[START AVAILABLE DATA]

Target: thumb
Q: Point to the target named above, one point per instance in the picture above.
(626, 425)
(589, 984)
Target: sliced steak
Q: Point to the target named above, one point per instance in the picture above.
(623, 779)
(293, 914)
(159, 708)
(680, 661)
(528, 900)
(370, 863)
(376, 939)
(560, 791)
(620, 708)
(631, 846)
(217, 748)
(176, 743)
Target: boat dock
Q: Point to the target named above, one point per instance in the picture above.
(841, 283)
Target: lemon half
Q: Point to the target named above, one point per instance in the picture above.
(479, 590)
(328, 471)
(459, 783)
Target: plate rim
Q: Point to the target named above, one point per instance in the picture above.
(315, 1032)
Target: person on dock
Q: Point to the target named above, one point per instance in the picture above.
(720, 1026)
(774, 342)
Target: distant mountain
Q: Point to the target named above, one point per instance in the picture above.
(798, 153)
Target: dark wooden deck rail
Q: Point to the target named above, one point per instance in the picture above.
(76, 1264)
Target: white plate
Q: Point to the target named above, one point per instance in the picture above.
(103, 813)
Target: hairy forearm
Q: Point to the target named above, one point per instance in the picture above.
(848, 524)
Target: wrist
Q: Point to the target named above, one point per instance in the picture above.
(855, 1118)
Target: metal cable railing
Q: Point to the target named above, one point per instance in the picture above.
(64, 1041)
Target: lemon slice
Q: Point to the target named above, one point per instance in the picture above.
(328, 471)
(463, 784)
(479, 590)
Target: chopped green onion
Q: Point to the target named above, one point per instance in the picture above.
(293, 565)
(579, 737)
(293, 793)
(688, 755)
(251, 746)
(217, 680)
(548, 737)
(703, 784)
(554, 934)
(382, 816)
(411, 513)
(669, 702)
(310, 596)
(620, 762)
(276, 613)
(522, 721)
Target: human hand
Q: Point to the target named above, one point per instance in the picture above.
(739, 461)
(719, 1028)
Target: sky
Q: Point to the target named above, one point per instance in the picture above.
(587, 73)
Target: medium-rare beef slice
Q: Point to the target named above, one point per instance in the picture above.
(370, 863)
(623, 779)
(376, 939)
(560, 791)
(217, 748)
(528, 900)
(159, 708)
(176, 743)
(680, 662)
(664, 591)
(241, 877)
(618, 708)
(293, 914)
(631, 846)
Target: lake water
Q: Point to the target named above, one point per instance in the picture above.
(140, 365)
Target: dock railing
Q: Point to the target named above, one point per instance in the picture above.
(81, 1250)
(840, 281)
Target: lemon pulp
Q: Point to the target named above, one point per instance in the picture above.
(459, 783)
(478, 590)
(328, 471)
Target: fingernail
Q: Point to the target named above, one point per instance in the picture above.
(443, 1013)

[END AVAILABLE DATA]
[START AVAILABLE DATA]

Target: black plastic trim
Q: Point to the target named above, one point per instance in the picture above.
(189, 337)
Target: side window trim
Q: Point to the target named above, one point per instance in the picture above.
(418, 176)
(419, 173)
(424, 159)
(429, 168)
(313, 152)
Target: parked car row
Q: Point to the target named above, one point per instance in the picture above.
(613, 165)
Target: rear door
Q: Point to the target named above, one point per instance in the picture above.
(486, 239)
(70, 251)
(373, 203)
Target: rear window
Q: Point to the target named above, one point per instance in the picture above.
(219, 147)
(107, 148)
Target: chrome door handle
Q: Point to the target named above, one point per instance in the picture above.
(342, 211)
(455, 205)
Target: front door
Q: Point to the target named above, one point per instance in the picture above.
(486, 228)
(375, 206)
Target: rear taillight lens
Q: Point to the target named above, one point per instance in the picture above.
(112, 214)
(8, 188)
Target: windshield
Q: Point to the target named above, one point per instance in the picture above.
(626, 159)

[END AVAILABLE DATA]

STATED EXERCISE: Extract the lines starting at the one containing "Target: fingernail" and ending at the one containing "(443, 1013)", both included, and reproduce them verbatim.

EXERCISE OUTPUT:
Target: fingernail
Q: Point to the target named above, one point per instance in the picture above.
(443, 1013)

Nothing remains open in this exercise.